▸ Фрагмент текста
··········

Но именно почти, и если Одиссей встретился с матерью и соратниками по битве за Трою даже после их последней и окончательной смерти, то что тогда говорить о вас и ваших друзьях, всего лишь разделенными парой раздельно прожитых десятилетий?
И все-таки смерть есть смерть, сколь мала бы она ни была, и нужен древний обряд, чтобы пройти сквозь нее… и пока вы, интуитивно постигнув великий обряд, раздуваете памятью и воображением полузатухшие угли былых событий, где вы действовали плечом к плечу с вашими визави, вы возбуждены, голос ваш вибрирует, а глаза светятся: вы и они живете поистине полноценной жизнью.
Но это, увы! ненадолго – как только все темы исчерпаются и драгоценные детали совместного прошлого охладеют и потеряют остроту, начнется естественное и неостановимое взаимное отторжение, и ваши друзья и приятели постепенно опять обретут в вашем восприятии (и наоборот, надо полагать) природу загробных теней.
Да, когда жертвенная кровь связующих воспоминаний испита, каждому надлежит возвращаться на круги своя.
Но если прежде чем отойти, одна из теней скажет о вас напоследок что-нибудь особенно неожиданное, простое и веское, то знайте, это и будет последним словом о вас: там ведь, в Аиде все видят насквозь.
И только Будда и Гомер, из бездны вечного бытия с уважением засвидетельствовав взаимную правоту, проницают невидящими глазами ход земных вещей глубже и дальше загробных теней.
Рассекаемые мечом обоюдоострым. – Андре ван Лиз-бет – один из лучших знатоков йоги в Европе – приписывает выражение торжественного покоя в лице только что умерших – толстовская тема! – невольно свершившемуся расслаблению, – но это лишь при условии закрытия глаз: почему-то, в отличие от черт лица, которые действительно приобретают выражение покоя, немыслимое и невозможное в земных условиях, открытые глаза умерших внушают мистическое беспокойство и даже ужас.

··········

▸ Строки данных

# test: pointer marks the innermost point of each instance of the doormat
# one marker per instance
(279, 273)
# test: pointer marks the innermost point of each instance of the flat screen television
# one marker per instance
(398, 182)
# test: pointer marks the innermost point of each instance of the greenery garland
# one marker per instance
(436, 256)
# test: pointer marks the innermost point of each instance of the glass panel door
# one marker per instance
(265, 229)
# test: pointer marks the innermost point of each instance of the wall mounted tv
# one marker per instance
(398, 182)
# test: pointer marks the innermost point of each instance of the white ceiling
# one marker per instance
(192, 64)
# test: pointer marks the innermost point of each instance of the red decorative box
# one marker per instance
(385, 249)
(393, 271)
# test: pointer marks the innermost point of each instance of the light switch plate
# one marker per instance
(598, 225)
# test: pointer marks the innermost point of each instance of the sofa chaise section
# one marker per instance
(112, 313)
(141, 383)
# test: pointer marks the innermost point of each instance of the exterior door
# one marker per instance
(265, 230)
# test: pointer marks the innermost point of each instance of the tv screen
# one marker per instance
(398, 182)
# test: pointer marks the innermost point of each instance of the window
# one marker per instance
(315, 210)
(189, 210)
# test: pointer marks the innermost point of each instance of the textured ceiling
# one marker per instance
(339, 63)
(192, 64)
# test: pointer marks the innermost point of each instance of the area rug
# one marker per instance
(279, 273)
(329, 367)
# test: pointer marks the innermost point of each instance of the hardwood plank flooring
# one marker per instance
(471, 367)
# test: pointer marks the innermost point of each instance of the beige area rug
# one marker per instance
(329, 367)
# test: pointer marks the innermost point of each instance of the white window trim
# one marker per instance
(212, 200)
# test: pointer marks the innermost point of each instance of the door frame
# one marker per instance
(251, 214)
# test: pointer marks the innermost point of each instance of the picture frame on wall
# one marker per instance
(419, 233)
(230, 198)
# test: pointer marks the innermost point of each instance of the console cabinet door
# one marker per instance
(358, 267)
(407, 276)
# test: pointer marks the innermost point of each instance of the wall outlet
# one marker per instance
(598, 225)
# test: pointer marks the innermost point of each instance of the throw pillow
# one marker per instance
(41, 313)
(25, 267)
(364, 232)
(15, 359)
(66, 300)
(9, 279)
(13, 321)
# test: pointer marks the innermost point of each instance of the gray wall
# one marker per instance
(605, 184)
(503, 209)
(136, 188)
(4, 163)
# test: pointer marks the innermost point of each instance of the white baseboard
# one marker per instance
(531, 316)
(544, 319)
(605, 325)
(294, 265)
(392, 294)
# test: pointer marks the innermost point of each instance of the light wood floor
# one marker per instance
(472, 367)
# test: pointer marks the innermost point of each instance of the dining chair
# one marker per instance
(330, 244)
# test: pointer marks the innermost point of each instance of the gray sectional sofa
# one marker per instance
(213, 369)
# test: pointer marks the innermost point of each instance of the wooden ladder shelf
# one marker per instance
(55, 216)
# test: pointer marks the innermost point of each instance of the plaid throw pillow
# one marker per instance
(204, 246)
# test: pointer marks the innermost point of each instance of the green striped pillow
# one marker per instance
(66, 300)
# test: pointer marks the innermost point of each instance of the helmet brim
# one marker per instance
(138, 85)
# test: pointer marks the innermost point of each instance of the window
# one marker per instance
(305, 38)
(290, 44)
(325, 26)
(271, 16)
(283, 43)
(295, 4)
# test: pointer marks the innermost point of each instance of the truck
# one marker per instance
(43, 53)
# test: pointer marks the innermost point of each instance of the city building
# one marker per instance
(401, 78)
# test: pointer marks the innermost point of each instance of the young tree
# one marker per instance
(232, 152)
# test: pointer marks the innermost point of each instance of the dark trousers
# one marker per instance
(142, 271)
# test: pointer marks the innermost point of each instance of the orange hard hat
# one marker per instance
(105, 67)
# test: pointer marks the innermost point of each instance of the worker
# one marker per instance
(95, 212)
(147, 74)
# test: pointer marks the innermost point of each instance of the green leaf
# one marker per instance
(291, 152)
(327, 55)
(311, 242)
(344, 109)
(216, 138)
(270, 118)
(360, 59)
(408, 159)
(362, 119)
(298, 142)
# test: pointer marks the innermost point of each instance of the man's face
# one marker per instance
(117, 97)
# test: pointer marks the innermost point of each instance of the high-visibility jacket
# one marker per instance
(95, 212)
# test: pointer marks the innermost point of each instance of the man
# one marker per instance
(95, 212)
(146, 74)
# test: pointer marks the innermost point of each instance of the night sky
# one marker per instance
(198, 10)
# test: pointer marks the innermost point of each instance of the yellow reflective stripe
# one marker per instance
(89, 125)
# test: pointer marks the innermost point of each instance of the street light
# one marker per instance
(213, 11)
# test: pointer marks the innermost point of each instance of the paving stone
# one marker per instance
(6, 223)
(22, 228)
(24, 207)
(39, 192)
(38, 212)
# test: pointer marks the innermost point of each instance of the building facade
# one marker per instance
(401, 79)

··········

▸ Набор заданий
A – Измените фрагмент текста: перепишите его от слов «Да, когда жертвенная» до слов «дальше загробных теней.» включительно, заменив «Гомер» на «Вергилий».
B – Перечислите все названия мест, которые упоминаются во фрагменте текста.

▸ Решения заданий
A –
Да, когда жертвенная кровь связующих воспоминаний испита, каждому надлежит возвращаться на круги своя.
Но если прежде чем отойти, одна из теней скажет о вас напоследок что-нибудь особенно неожиданное, простое и веское, то знайте, это и будет последним словом о вас: там ведь, в Аиде все видят насквозь.
И только Будда и Вергилий, из бездны вечного бытия с уважением засвидетельствовав взаимную правоту, проницают невидящими глазами ход земных вещей глубже и дальше загробных теней.

B – Троя, Аид, Европа